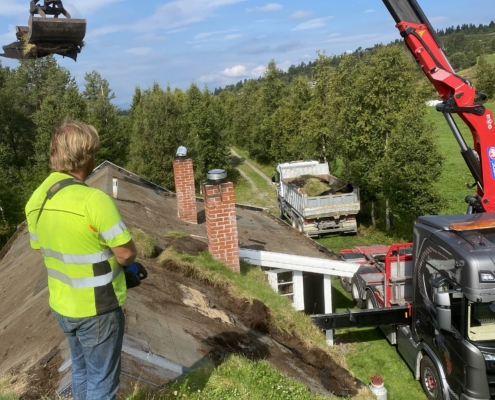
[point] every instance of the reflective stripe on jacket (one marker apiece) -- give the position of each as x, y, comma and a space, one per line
75, 233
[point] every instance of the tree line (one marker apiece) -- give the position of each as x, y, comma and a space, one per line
365, 116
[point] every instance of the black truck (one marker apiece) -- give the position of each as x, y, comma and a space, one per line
435, 298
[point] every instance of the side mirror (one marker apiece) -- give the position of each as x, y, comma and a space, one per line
444, 313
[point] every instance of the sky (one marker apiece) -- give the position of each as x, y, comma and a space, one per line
219, 42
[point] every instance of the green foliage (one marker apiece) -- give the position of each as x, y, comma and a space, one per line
271, 93
145, 243
103, 115
387, 147
158, 130
242, 378
290, 140
485, 77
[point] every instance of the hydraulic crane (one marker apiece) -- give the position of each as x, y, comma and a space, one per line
435, 298
459, 97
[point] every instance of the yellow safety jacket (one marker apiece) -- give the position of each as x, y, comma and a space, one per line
75, 232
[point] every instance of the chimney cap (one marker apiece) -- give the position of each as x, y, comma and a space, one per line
181, 152
216, 175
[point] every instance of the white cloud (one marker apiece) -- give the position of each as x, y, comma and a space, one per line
80, 9
374, 38
179, 13
258, 71
301, 15
151, 37
268, 8
238, 70
232, 36
140, 51
11, 9
204, 35
312, 24
437, 20
102, 31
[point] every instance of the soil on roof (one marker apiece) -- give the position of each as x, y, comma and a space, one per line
235, 327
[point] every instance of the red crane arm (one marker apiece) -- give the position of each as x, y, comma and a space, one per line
458, 95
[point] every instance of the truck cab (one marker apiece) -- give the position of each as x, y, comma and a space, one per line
453, 307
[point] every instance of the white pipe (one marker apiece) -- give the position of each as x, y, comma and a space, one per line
115, 188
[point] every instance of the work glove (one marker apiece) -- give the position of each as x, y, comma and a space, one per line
134, 274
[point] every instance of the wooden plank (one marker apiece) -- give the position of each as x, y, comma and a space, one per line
298, 263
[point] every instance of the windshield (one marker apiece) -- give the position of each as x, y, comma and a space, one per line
481, 322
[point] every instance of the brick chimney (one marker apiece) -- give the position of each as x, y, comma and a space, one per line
221, 221
184, 187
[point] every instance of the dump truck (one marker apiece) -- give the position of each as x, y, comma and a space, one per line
314, 201
435, 297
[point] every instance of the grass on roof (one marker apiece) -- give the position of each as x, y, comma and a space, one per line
145, 243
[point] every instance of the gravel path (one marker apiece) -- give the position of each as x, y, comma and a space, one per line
268, 180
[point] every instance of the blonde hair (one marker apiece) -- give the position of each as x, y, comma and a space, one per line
73, 144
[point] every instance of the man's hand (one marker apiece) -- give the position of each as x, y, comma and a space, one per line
125, 254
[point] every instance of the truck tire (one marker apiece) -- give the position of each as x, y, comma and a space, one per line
370, 300
430, 380
356, 294
300, 226
345, 283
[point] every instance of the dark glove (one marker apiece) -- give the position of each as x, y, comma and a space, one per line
134, 274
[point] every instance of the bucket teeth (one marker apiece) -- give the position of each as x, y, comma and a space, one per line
21, 50
44, 36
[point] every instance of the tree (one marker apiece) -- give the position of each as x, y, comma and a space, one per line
103, 115
208, 147
485, 77
376, 100
159, 128
319, 117
290, 140
271, 92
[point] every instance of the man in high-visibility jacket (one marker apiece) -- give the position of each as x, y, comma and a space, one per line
85, 246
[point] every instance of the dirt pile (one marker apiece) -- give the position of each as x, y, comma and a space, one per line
253, 335
40, 380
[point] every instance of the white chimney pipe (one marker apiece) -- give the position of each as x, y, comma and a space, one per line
115, 188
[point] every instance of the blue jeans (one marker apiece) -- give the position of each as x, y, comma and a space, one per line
95, 344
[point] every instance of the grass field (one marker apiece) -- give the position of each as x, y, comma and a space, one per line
367, 351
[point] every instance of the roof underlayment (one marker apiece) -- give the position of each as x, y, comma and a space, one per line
165, 333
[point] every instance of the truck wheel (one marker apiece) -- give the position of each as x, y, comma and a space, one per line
356, 295
300, 226
345, 283
370, 300
294, 222
430, 380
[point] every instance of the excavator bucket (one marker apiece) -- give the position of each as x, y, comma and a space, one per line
47, 35
56, 30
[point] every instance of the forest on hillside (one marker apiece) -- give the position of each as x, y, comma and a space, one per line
347, 110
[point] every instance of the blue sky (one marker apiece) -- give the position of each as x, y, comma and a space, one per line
219, 42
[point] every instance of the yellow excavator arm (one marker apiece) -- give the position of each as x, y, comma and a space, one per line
47, 34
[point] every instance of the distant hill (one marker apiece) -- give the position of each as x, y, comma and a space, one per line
463, 45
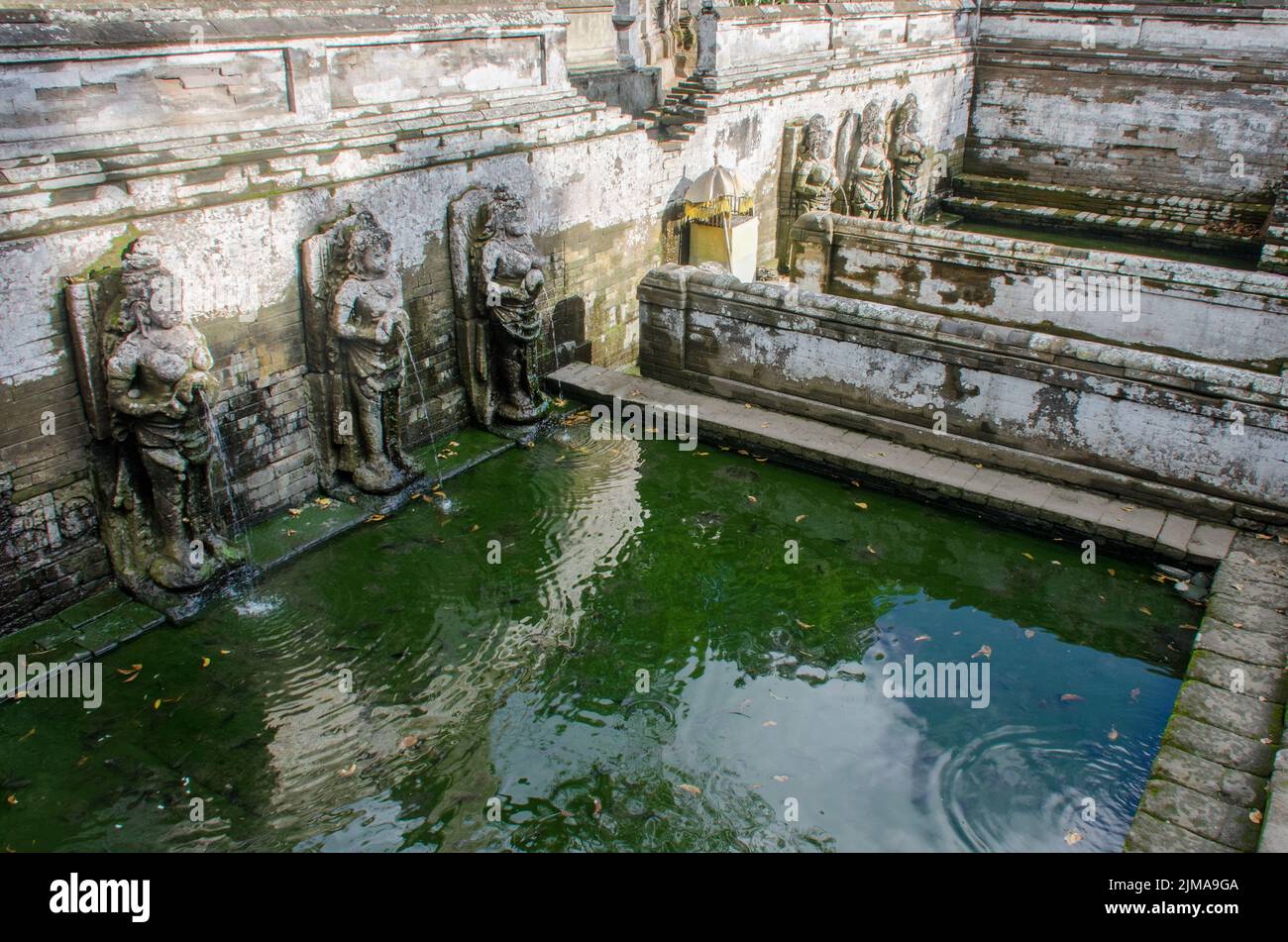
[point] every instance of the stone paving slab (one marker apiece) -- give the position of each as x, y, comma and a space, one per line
1018, 497
1274, 831
1223, 771
1260, 680
1151, 835
1210, 785
1210, 778
1199, 813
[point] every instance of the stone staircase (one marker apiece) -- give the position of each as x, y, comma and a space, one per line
682, 112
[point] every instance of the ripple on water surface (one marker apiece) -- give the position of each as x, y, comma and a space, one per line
671, 650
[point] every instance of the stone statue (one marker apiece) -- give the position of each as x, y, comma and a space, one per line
909, 152
814, 183
496, 279
160, 390
870, 167
372, 330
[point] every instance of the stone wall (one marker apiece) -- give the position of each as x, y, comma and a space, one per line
1202, 312
1209, 439
235, 130
1179, 98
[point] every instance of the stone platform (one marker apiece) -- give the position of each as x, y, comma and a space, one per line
1025, 501
1220, 780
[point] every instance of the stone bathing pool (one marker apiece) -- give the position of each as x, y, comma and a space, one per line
393, 687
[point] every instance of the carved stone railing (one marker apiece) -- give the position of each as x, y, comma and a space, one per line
1095, 414
1216, 314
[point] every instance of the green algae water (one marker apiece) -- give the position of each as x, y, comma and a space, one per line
1243, 262
642, 670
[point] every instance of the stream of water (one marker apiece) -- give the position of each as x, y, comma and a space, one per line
605, 646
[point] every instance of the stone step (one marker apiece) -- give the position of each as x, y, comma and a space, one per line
993, 489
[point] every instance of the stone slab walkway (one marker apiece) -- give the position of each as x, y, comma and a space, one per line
1017, 498
1220, 780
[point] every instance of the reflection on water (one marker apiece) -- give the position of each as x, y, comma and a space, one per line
640, 671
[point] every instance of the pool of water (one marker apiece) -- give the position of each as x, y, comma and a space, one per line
1244, 262
642, 670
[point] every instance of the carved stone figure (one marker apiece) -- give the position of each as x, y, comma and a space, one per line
909, 152
870, 167
815, 181
149, 389
357, 308
496, 278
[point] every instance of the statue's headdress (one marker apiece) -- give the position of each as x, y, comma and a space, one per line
145, 280
366, 235
872, 121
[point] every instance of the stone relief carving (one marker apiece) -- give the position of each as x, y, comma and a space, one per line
361, 328
806, 177
496, 278
149, 387
870, 167
815, 181
884, 168
907, 155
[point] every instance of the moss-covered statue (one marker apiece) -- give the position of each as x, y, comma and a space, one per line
359, 332
870, 181
815, 181
149, 400
907, 155
496, 280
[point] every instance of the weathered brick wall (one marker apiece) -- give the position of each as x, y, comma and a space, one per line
1171, 431
1219, 314
231, 203
1183, 98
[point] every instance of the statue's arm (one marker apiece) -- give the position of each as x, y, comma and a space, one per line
494, 292
200, 377
123, 366
342, 314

+ + + + + + +

## What is required:
Please produce an exact copy of the listing, omitting the pictures.

## Solution to this exercise:
[point] every instance of the reflective stripe on jacket (one marker apiece) -- give the position of each as x, y, comma and a space, one per line
75, 233
[point] every instance of the tree line (one marker apiece) -- give the position of each as x, y, comma and a space, one per line
365, 116
[point] every instance of the black truck (one marker apiece) -- give the position of each as x, y, comma and a space, one per line
435, 298
[point] every instance of the side mirror (one marker apiece) -- give the position of each as x, y, comma and a space, one per line
444, 313
[point] every instance of the sky (one marker apiece) -- give the position of each as x, y, comma and a space, one per line
219, 42
[point] every instance of the green foliage (one marker apiece) -- give the position of each as x, y, comma and a space, one per line
271, 93
145, 243
103, 115
387, 147
158, 130
242, 378
290, 140
485, 77
[point] every instance of the hydraulic crane (one marker apiece) -- give the position of each as x, y, comma and a space, one per line
435, 298
459, 97
[point] every instance of the yellow safety jacket (one marker apiece) -- give the position of each as x, y, comma and a space, one per line
75, 232
[point] every instance of the chimney cap (one marker apiece) -- give the position of each as x, y, comma and a space, one per line
181, 152
216, 175
[point] every instance of the white cloud (one marker apiece) -- give the position of each as x, y, comma and a space, one per line
80, 9
374, 38
179, 13
258, 71
301, 15
151, 37
268, 8
238, 70
232, 36
140, 51
11, 9
204, 35
312, 24
437, 20
102, 31
[point] every instance of the soil on roof (one marker apiece) -- give the position of each as x, y, comma and a space, one per line
235, 327
[point] every instance of the red crane arm (one marker apiece) -- give the position of each as x, y, comma and a space, one per line
458, 95
[point] every instance of the truck cab (one marker apiece) -- give the position of each as x, y, comma and a space, one per line
453, 307
[point] every instance of the white pipe (one marker apiece) -- give the position of each as x, y, comma and a space, one per line
115, 188
[point] every instance of the work glove (one marker apiece) -- give the position of each as x, y, comma and a space, one per line
134, 274
[point] every instance of the wooden plank (one marker apiece) -- give the position of each as x, y, comma and a space, one per line
298, 263
[point] every instance of the windshield (one marker apiece) -- give the position of each as x, y, comma and a space, one per line
481, 322
[point] every instance of the brick chimney (one marker apiece) -- give the position of each as x, y, comma and a space, one per line
221, 221
184, 187
[point] every instance of the dump truck (one marker apiece) -- give the position of each as x, y, comma and a space, one per line
314, 201
435, 297
[point] every instance of the grass on roof (one marker apiece) -- give the position of each as x, y, comma and a space, one per line
145, 243
[point] every instance of the gravel path (one marker apiece) -- give the position of each as x, y, comma and a space, one per line
268, 180
[point] every instance of the blonde hair (one marker apiece) -- give the position of each as x, y, comma and a space, one per line
73, 144
[point] every instance of the man's hand (one marker apiece) -- give the position of each as x, y, comma and a space, one per line
125, 254
[point] every instance of the truck tire (one marker apiece) -- give the position of each as x, y, comma and a space, one per line
370, 300
430, 380
356, 294
300, 226
345, 283
[point] every instance of the dark glove (one marker apiece) -- give the position of each as x, y, comma and a space, one per line
134, 274
[point] every instance of the bucket teeth (one marker apiece) -- give the position of each as x, y, comma and a space, one per line
21, 50
44, 36
[point] every instance of the tree (one marker apiece) -- give the position of each as x, y, comma and a space, one per line
103, 115
208, 147
485, 77
376, 100
159, 128
319, 117
290, 140
271, 92
[point] every instance of the man in high-visibility jacket (one marker apiece) -- give the position of each as x, y, comma and a space, one per line
85, 246
[point] every instance of the dirt pile (one marker apiece) -- give the position of each as x, y, comma and a space, one per line
253, 335
40, 380
[point] every instance of the white chimney pipe (one marker apiece) -- give the position of each as x, y, comma and a space, one per line
115, 188
[point] every instance of the blue jeans (one marker apiece) -- give the position of each as x, y, comma and a space, one per line
95, 344
[point] every instance of the grass field (one marker apiece) -- give the position of each as x, y, comma and a space, one per line
367, 351
[point] every instance of the roof underlayment (one marker apiece) -- give the position of each as x, y, comma and a space, one per line
165, 333
[point] every instance of the truck wheel (one marker apiece) -- give the position of each as x, y, comma and a space, one per line
356, 295
300, 226
345, 283
370, 300
294, 222
430, 380
[point] every instance of the excavator bucket (one marker apiece) -- give the position of each as x, y, comma and a space, one per line
47, 35
56, 30
[point] every instance of the forest on hillside (one marker apiece) -- give the position of each as x, y, comma and a space, one per line
347, 110
[point] every instance of the blue sky (one marker apiece) -- give the position of each as x, y, comma and a space, one per line
219, 42
[point] every instance of the yellow excavator arm (one marker apiece) -- give the position of each as x, y, comma and a space, one per line
47, 34
[point] every instance of the distant hill (one marker apiece) -- give the position of each as x, y, comma and a space, one per line
463, 45
[point] every instance of the stone paving slab (one marker apiece) -- give the position of each as x, y, comma and a space, one per line
1018, 497
1274, 831
1223, 771
1260, 680
1151, 835
1210, 785
1210, 778
1199, 813
[point] every instance of the stone staircase (one marker apiece) -- give the position of each as x, y, comma and a space, one per line
682, 112
[point] every instance of the ripple on water surface (one marker apiece) -- give the position of each as x, y, comma and a space, one per line
671, 650
[point] every instance of the stone statue (one marker apiece) -- give the position of each as x, y, comma and a space, one per line
909, 152
814, 183
496, 279
160, 390
870, 167
372, 330
[point] every instance of the stone wall (one marker apiece) -- give the position of each as x, y, comma and a space, one per line
1202, 312
1209, 439
235, 130
1179, 98
[point] every instance of the stone platform (one marker apiece) -- give the position of each as x, y, comma and a space, one per line
1025, 501
1220, 780
[point] every instance of the stone bathing pool (one marker apiece) -- give the position of each as x, y, comma and a space, one per line
393, 687
[point] every instance of the carved stone railing (one marker apiece) -- give the position of each as x, y, comma and a space, one per line
1095, 414
1216, 314
[point] every instance of the green algae water (one marker apiece) -- give the position of each as x, y, comma and a space, one per line
1243, 262
642, 670
[point] every instance of the stream of water (one marker apiece) -- give the position of each as x, y, comma and a space, one per line
605, 646
[point] every instance of the stone step (one marker apiece) -- give the position of each as x, y, comma and a space, one per line
993, 489
[point] every instance of the stone slab walkway (one marker apiece) -- give the position of each as x, y, comma and a space, one per line
1017, 498
1220, 780
[point] every instance of the reflection on water (one marker apiece) -- give the position of each as x, y, comma and a space, one per line
640, 671
[point] every instance of the pool of water (one marker apiece) -- give the position of each as x, y, comma and a space, one per line
1244, 262
642, 670
[point] every instance of the carved stone figure (one marker apiece) -- give the position of each as x, y, comma and a space, one per line
909, 152
870, 167
815, 181
149, 389
357, 308
496, 278
[point] every instance of the statue's headdress (one marker apiece) -- give the position of each as x, y, comma and a space, one per line
145, 280
366, 235
872, 121
[point] every instance of the stone relief carving (one marker apiece) -- give the position of each as x, y, comma and a space, one per line
361, 328
806, 177
496, 278
149, 387
870, 167
815, 181
884, 168
907, 155
[point] every instance of the moss-covered statue (one marker apiece) -- give the position of each as x, y, comma and a space, one per line
359, 332
870, 181
815, 181
149, 400
907, 155
496, 280
[point] every instance of the weathered brick wall (one marker apiece) -- give the position of each as x, y, comma and a space, one per line
1171, 431
1219, 314
231, 203
1183, 98
[point] every instance of the statue's arm (one marker apiece) -- give the position of each as x, y, comma and a space, one per line
494, 292
200, 377
123, 366
342, 314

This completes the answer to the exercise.